**WHAT YOU NEED TO DO**
Reproduce the part of the text about a panicked steamboat pilot starting at "Even though Twain" and ending at "of the ribbing.".

Just what is this thing called “panic?” What happens if you do panic? And how can you not panic to start with?

Even Famous Pilots Panic

Let’s look at a famous pilot who panicked. This was back before he was famous, in the 1800s.

The young, still-learning “cub” steamboat pilot was Samuel Clemens. Perhaps you’ve heard of him. Yes, Mark Twain.

Twain’s pilot boss played a trick on him to teach him a lesson on how to overcome panic. He conspired with the “lineman,” who called out the river depths, and had the lineman falsely call out, “Shallow water!” in an area Mark Twain knew was very deep.  

Even though Twain knew the water was very deep there, hearing that false “shallow water” call, he panicked. He thought the boat was going to hit the bottom, and yelled into the speaking tube to the engineer, “Oh, Ben, if you love me, back her! Quick, Ben! Oh, back the immortal soul out of her!” There was no danger of course—the river was plenty deep there. Twain had to put up with people mocking him for panicking for some months after that. Overall, it was a very good lesson on how to tamp down that terrible panicky feeling and think, he figured, though he wasn’t fond of the ribbing.

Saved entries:
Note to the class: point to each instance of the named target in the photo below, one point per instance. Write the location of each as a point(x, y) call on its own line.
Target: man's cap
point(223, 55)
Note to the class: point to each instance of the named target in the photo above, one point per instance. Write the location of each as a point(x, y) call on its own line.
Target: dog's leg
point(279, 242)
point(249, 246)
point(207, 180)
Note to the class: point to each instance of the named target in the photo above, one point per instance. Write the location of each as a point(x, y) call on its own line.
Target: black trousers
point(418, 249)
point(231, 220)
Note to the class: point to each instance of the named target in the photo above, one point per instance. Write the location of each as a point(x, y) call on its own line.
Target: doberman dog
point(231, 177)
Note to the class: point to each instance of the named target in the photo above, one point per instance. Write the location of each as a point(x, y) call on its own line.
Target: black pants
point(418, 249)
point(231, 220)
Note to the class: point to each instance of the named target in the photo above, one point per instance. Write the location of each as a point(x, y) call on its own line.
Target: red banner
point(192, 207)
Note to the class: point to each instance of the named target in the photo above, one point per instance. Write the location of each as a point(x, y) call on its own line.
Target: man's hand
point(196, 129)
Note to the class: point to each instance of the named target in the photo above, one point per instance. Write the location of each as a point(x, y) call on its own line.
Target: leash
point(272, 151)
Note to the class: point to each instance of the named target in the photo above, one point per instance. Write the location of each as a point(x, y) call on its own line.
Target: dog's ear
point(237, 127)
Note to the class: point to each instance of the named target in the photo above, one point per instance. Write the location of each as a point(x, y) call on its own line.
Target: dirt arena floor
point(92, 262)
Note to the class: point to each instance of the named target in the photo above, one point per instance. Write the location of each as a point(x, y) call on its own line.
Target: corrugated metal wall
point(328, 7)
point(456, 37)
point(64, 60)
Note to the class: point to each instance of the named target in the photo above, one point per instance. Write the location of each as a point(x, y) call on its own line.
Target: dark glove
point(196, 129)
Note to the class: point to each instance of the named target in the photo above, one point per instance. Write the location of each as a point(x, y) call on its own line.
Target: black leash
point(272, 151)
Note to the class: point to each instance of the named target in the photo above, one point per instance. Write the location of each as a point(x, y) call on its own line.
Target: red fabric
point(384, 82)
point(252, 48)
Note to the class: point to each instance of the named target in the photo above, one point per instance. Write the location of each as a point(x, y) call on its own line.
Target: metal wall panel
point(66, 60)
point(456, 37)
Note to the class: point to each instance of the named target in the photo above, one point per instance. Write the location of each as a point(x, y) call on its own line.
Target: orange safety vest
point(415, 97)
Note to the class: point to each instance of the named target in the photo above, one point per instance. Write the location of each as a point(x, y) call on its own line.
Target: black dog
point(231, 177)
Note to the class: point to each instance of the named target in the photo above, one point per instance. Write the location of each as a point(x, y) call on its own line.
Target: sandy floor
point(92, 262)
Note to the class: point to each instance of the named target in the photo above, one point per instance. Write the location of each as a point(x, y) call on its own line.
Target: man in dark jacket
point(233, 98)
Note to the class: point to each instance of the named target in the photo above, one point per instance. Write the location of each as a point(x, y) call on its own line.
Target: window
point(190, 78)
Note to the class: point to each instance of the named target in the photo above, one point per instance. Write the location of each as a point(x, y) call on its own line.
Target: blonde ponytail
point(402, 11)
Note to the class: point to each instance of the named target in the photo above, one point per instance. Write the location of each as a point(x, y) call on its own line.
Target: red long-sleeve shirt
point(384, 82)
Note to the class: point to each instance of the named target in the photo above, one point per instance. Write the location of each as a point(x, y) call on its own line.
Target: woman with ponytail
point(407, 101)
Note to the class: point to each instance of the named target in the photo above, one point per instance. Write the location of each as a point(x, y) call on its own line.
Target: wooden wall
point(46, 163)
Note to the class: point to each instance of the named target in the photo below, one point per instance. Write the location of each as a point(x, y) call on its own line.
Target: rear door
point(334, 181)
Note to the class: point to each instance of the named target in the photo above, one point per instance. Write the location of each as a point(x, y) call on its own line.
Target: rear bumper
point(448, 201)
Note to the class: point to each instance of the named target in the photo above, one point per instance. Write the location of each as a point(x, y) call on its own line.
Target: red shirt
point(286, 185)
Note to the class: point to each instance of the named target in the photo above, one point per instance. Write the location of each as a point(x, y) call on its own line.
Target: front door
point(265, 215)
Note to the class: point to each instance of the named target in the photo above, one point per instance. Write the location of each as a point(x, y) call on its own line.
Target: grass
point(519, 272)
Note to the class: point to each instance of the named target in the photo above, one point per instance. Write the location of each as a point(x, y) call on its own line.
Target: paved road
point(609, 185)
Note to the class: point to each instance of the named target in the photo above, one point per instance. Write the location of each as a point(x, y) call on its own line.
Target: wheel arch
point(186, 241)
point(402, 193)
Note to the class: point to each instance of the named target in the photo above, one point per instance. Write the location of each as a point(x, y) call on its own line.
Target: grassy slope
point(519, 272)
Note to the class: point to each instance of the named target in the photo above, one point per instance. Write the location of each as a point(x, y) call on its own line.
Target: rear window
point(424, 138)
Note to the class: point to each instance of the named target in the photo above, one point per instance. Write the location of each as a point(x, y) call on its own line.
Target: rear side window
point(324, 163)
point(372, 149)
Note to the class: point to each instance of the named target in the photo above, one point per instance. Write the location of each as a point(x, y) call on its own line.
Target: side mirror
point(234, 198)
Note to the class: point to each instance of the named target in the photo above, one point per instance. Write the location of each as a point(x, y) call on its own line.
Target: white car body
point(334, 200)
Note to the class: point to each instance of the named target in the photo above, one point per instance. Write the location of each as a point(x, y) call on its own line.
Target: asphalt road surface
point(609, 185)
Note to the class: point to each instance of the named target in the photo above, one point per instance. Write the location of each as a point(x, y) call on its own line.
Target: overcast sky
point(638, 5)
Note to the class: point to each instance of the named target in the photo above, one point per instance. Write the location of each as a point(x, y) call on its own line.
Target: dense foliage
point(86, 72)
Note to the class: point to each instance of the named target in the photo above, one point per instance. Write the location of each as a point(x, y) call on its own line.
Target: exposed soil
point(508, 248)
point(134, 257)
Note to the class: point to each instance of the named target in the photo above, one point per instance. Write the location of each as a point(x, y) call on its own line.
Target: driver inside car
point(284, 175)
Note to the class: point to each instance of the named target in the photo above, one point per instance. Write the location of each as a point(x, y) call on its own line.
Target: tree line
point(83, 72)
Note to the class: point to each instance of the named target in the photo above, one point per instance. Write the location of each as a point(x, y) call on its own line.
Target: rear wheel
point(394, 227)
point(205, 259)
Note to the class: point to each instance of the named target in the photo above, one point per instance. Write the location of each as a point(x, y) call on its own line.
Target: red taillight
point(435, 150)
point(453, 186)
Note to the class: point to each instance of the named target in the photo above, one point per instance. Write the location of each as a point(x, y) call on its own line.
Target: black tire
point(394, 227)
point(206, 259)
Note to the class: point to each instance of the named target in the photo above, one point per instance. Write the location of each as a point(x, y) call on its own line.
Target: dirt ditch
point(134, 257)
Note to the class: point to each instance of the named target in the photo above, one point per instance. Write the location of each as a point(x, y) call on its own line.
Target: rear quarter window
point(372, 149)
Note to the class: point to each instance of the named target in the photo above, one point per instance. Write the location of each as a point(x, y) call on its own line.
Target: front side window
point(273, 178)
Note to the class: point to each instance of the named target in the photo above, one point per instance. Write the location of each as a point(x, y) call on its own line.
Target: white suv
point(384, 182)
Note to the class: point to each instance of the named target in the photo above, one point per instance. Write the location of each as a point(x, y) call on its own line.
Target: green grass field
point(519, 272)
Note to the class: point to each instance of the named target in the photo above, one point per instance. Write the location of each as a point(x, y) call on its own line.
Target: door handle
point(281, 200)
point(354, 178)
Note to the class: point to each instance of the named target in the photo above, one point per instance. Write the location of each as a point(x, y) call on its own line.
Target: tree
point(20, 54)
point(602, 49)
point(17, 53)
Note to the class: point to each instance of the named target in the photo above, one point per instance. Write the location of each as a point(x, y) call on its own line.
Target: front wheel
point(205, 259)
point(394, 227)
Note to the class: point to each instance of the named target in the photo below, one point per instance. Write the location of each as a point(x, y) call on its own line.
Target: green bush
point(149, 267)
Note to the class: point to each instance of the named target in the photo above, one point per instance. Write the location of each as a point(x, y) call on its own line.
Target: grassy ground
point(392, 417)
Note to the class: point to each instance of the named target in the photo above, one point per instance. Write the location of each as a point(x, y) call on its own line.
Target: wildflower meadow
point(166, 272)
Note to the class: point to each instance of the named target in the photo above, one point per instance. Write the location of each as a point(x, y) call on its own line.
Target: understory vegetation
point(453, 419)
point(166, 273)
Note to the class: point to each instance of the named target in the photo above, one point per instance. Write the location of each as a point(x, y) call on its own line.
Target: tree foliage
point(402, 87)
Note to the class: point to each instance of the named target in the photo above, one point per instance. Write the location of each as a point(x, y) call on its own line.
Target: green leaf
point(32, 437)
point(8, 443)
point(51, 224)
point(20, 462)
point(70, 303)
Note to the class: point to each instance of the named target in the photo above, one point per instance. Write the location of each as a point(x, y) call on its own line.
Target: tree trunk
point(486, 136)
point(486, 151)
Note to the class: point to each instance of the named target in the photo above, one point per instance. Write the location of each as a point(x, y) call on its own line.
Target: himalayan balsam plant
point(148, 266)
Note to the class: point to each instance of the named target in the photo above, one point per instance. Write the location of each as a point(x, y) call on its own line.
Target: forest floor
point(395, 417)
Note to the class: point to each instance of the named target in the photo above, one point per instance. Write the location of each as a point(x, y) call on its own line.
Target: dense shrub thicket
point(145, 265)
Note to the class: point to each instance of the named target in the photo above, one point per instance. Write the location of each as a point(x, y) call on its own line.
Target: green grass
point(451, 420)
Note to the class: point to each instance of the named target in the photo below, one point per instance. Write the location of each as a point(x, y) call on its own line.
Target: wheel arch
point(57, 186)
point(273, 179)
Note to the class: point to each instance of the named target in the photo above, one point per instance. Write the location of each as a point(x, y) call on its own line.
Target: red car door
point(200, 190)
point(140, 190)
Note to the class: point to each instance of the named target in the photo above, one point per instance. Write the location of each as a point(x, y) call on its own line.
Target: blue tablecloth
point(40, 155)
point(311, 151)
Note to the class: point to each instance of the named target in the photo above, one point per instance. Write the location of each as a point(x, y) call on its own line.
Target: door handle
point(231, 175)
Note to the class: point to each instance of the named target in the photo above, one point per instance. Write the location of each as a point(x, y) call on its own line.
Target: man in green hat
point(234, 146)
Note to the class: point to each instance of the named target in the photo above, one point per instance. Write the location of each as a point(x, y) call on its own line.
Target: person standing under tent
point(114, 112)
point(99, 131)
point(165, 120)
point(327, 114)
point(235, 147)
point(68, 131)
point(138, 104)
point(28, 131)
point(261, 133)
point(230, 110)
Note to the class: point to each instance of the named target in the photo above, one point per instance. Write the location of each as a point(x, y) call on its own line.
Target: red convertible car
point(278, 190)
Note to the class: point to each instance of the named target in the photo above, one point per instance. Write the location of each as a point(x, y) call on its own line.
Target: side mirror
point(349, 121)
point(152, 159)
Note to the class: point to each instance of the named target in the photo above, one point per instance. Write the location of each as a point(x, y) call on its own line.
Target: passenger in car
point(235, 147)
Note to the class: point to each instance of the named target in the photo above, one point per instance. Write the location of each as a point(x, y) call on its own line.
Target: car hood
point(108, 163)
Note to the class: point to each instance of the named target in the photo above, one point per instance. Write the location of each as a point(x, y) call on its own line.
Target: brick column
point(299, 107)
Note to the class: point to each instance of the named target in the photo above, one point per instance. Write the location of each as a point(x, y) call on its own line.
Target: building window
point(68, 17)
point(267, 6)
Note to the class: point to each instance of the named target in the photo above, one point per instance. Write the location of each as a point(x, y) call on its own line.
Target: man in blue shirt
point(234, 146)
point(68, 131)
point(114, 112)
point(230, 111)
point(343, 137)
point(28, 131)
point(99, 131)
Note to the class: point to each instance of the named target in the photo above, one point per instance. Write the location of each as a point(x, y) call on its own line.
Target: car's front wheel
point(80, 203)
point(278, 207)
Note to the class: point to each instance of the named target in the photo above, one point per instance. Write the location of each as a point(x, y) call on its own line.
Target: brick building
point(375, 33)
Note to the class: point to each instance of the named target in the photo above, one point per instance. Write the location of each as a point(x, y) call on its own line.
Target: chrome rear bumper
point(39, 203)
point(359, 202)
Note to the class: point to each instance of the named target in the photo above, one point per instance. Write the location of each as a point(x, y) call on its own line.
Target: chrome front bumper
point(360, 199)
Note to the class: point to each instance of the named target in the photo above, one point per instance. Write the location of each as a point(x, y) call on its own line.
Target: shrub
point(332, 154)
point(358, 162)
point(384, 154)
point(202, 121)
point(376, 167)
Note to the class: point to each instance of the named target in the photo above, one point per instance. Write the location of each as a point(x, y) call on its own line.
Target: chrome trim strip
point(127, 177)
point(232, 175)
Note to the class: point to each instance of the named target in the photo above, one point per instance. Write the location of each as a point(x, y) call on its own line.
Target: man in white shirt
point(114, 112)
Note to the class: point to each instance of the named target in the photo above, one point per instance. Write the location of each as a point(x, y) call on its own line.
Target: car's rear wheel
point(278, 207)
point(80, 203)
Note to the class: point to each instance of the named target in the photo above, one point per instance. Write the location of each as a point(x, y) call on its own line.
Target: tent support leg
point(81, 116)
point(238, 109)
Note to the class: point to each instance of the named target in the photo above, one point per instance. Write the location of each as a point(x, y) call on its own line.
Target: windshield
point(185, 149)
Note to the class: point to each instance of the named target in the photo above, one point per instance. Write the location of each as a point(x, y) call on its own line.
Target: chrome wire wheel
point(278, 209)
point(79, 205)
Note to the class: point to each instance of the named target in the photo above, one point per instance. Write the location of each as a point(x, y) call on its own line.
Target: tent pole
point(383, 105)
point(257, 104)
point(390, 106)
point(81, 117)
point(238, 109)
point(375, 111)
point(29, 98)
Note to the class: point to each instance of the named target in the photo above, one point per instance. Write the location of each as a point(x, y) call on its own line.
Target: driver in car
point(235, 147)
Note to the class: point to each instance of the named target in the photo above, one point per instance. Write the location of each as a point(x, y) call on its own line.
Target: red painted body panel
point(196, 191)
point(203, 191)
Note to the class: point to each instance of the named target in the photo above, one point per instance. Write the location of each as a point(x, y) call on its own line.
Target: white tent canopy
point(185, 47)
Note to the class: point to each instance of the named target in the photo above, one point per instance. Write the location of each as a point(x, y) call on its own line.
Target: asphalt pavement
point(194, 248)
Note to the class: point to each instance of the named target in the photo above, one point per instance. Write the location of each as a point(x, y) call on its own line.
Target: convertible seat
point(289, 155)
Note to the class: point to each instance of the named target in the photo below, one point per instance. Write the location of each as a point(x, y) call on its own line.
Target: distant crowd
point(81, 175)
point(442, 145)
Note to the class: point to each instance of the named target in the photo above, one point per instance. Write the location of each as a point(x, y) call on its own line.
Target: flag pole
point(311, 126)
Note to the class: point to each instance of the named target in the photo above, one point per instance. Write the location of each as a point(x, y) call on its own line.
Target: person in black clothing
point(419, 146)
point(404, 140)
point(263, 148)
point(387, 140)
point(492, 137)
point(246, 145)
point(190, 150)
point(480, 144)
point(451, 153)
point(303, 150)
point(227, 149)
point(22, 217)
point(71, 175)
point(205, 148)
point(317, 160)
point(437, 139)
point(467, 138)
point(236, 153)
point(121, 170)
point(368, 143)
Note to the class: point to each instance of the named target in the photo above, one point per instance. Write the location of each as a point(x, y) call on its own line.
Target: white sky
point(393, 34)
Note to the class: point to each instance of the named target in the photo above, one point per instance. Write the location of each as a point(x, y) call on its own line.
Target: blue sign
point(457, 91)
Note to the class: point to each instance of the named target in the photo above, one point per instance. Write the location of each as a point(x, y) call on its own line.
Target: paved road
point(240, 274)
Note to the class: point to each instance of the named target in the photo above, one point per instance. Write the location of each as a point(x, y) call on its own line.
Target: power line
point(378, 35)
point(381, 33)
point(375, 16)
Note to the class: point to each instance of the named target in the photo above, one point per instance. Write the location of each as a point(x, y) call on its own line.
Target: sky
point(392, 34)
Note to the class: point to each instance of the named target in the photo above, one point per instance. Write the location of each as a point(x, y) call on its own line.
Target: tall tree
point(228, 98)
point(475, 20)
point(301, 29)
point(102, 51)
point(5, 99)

**OUTPUT BELOW**
Even though Twain knew the water was very deep there, hearing that false “shallow water” call, he panicked. He thought the boat was going to hit the bottom, and yelled into the speaking tube to the engineer, “Oh, Ben, if you love me, back her! Quick, Ben! Oh, back the immortal soul out of her!” There was no danger of course—the river was plenty deep there. Twain had to put up with people mocking him for panicking for some months after that. Overall, it was a very good lesson on how to tamp down that terrible panicky feeling and think, he figured, though he wasn’t fond of the ribbing.